// the find
ucbepic/docetl
A system for agentic LLM-powered data processing and ETL
DocETL is a declarative map-reduce framework for running LLM pipelines over large document collections. You describe each processing step in natural language, and it handles parallelization, caching, and automatic prompt/model optimization. It's for data engineers and researchers who want to process thousands of documents with LLMs without hand-wiring every API call and retry loop.
The MOAR optimizer is the real differentiator — it runs multi-objective search over prompt rewrites, model swaps, and operation decompositions to trade off cost vs. accuracy, which saves a lot of manual tuning. The operator set is genuinely useful beyond basic map/filter: resolve (entity deduplication), gather (context injection across chunks), and cluster handle the messy parts of document processing that most frameworks ignore. Dual interface (Python fluent API + YAML) means it works for both one-off notebooks and reproducible pipelines without a context switch. Backed by published VLDB papers with benchmarks, so the optimization claims are at least testable, not just marketing.

DATASET RECORDS:

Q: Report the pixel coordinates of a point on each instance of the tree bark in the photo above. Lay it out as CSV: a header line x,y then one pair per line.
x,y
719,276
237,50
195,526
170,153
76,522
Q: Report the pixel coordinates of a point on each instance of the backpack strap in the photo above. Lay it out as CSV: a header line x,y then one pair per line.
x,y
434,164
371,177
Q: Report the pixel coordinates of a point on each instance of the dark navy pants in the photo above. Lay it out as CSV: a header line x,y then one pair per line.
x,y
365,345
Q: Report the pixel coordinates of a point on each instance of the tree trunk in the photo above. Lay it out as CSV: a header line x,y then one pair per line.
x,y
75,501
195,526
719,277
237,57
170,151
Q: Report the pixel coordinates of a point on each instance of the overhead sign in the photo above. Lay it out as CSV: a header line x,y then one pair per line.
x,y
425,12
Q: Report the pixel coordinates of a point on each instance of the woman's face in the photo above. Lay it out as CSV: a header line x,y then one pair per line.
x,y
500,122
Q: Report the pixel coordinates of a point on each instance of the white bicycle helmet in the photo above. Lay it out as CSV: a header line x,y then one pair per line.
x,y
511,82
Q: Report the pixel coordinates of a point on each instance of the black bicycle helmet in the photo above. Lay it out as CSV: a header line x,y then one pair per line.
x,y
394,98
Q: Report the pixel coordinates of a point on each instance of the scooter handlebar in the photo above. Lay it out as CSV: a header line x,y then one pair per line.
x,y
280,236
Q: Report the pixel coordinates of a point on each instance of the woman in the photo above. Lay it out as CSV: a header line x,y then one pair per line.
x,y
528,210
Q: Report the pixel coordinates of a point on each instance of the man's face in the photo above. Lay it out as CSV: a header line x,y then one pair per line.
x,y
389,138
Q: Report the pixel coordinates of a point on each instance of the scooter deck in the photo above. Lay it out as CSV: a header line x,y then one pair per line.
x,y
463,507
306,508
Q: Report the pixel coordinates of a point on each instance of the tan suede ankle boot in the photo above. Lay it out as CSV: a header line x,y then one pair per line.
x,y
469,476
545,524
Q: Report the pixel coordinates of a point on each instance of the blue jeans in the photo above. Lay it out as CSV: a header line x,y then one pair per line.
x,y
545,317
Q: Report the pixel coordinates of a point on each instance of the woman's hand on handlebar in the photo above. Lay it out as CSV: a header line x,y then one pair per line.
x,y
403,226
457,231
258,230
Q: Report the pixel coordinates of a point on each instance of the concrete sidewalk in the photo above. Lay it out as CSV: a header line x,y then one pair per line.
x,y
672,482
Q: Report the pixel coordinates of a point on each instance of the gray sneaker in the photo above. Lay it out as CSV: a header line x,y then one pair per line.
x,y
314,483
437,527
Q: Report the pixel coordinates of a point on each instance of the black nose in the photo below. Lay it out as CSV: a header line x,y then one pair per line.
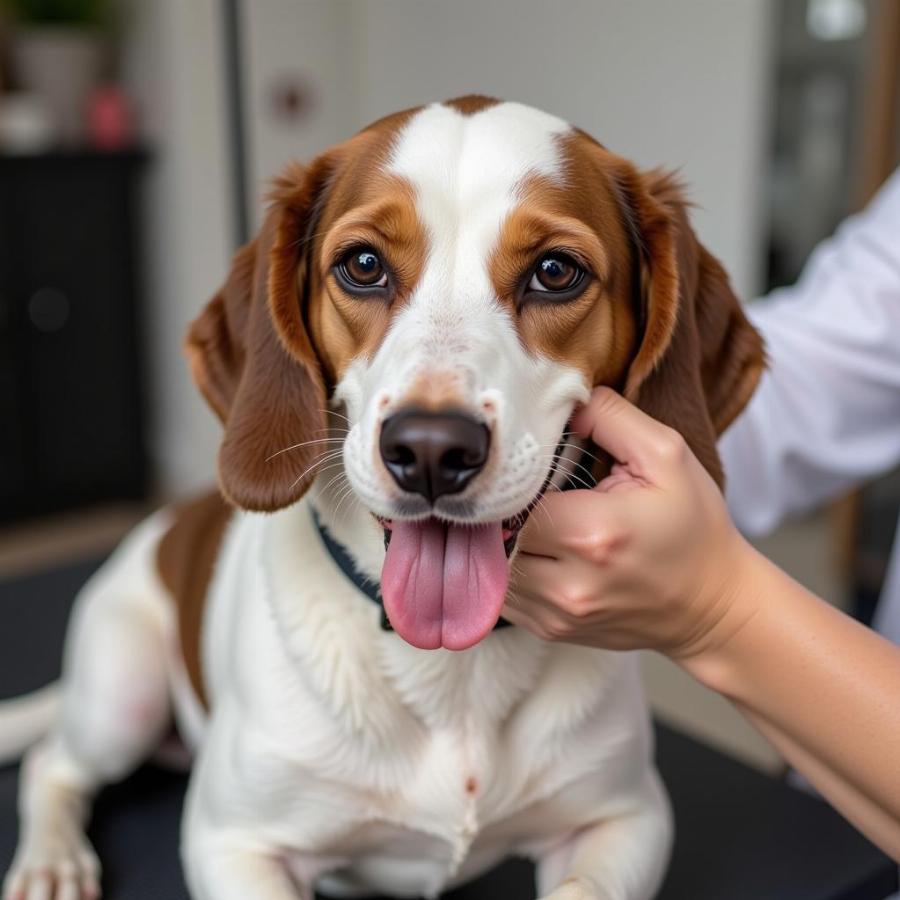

CHECK YOUR UNDERSTANDING:
1) From the DocETL text, list every kind of change the MOAR optimizer searches over.
2) Turn the paragraph of the DocETL text that begins "DocETL is a declarative map-reduce framework" into a short bulleted list that keeps its main facts.
3) Write a continuation of the DocETL text, starting right after its last sentence.
The rows have nothing to do with the DocETL text.

RESPONSES FOR EACH TASK:
1)
- Prompt rewrites
- Model swaps
- Operation decompositions

2)
- DocETL is a declarative map-reduce framework for running LLM pipelines over large document collections.
- Each processing step is described in natural language.
- It handles parallelization, caching, and automatic prompt and model optimization.
- It is meant for data engineers and researchers who want to process thousands of documents with LLMs without hand-wiring every API call and retry loop.

3)
Cost visibility is per-pipeline-run only; there's no built-in budget cap that stops a runaway optimize pass before it burns $50 — you have to set rate limits yourself and hope. The resolve operator does pairwise LLM comparisons for entity deduplication, which is O(n²) and will quietly become very expensive on large datasets if you don't read the docs carefully. State management between pipeline runs relies on a file cache that isn't atomic, so interrupted runs can leave partial state that's hard to reason about. The DocWrangler UI is a separate Next.js app that needs its own setup and a running FastAPI server, so 'try it locally' is more involved than the README implies.